Working witches
and Publishing Hitches
The Grandgirls came to stay recently, parents in tow, but these were behind closed doors working remotely. Grandparents ruled.
Rain stopped outdoor play so I had a front row peek at the girls’ inner world as they entertained themselves. Their role play and creativity was dazzling. I was struck by how they mixed fantasy with reality. e.g. ‘Working Witches’ (a kid each end of the kitchen broom, two bags filled with ‘work stuff’ — my laptop, keyboard, phone and charger — slung between them.) They were off to do ‘witch work’. Spells on Zoom calls I eavesdropped on, open-mouthed. Oh, these daughters of a (wonder) working mother. Then there was ‘Memory Balloons’, a boisterous game involving balloon bashing and a golden rule:
Don’t let the balloon touch the ground or the memory inside it will burst and be lost —
An enviable idea for this once-wanted-to-be a picture book writer.
I saw no evidence to fuel the fear that under-10s can no longer engage in self-directed play due to the imagination-suffocating effect of screens. These two are allowed TV and screen-play, albeit restricted. Mind you, I heard the Firstborn, eight years-old and desperate for a phone of her own, wail to her mother:
-Why won’t your phone open?
-Because it doesn’t recognise you.
-Why doesn’t it recognise me?! I play with it all the time!
Wish us luck when our Working Witch works out Phone Settings.

• [Requirement]
Reproduce word for word the passage of the grandchildren's visit piece that lies between "I saw no evidence" and "out Phone Settings.", inclusive.

• [Supplied information]
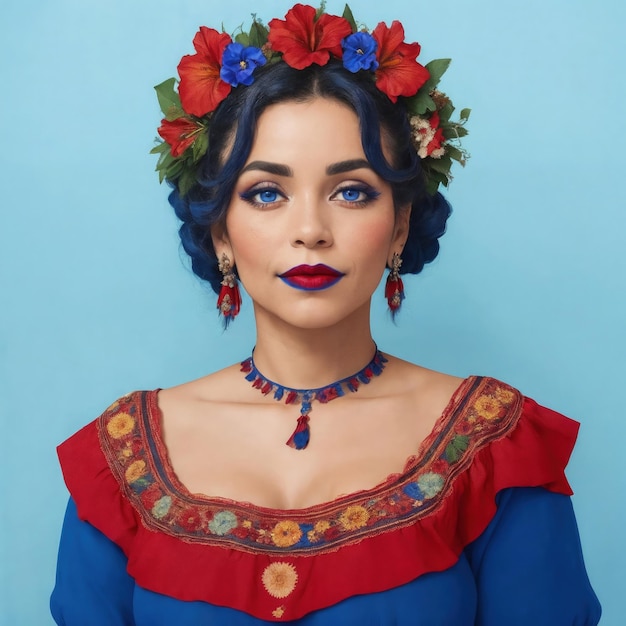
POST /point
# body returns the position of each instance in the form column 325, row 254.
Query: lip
column 311, row 277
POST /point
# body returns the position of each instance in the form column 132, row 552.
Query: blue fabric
column 526, row 568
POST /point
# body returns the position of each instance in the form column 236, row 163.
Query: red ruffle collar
column 193, row 547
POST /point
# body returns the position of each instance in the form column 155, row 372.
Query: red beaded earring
column 394, row 289
column 229, row 299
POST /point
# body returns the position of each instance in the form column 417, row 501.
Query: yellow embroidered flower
column 504, row 395
column 120, row 425
column 354, row 517
column 135, row 471
column 322, row 526
column 488, row 407
column 279, row 579
column 285, row 534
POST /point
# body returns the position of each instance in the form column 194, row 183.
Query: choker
column 301, row 435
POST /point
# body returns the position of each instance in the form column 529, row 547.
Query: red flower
column 398, row 73
column 179, row 134
column 201, row 89
column 303, row 40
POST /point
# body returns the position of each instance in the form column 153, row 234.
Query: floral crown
column 306, row 36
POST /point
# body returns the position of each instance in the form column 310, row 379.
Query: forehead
column 318, row 129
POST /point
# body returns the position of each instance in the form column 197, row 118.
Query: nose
column 311, row 227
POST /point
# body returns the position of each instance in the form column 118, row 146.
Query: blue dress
column 477, row 530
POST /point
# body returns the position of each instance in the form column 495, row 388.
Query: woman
column 304, row 161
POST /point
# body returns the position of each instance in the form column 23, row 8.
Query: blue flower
column 413, row 491
column 239, row 63
column 359, row 52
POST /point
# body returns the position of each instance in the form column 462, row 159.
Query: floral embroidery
column 482, row 411
column 430, row 484
column 286, row 533
column 488, row 407
column 135, row 471
column 279, row 579
column 121, row 425
column 354, row 517
column 162, row 507
column 223, row 522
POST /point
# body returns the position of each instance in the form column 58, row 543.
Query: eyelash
column 369, row 193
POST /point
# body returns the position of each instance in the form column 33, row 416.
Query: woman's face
column 310, row 226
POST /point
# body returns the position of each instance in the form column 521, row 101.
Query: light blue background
column 96, row 300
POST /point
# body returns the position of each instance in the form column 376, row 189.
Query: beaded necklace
column 301, row 435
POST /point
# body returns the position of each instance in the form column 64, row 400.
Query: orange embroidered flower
column 286, row 533
column 303, row 40
column 179, row 134
column 279, row 579
column 201, row 88
column 505, row 396
column 120, row 425
column 354, row 517
column 135, row 471
column 488, row 407
column 398, row 73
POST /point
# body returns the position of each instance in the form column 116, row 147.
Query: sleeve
column 528, row 564
column 92, row 586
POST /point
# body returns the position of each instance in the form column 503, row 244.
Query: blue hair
column 235, row 121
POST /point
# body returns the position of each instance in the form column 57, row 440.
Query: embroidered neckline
column 480, row 411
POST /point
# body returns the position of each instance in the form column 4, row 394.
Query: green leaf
column 243, row 39
column 347, row 15
column 441, row 165
column 455, row 449
column 456, row 154
column 420, row 103
column 160, row 148
column 446, row 112
column 258, row 33
column 437, row 68
column 200, row 145
column 169, row 100
column 187, row 181
column 454, row 131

• [The output]
I saw no evidence to fuel the fear that under-10s can no longer engage in self-directed play due to the imagination-suffocating effect of screens. These two are allowed TV and screen-play, albeit restricted. Mind you, I heard the Firstborn, eight years-old and desperate for a phone of her own, wail to her mother:
-Why won’t your phone open?
-Because it doesn’t recognise you.
-Why doesn’t it recognise me?! I play with it all the time!
Wish us luck when our Working Witch works out Phone Settings.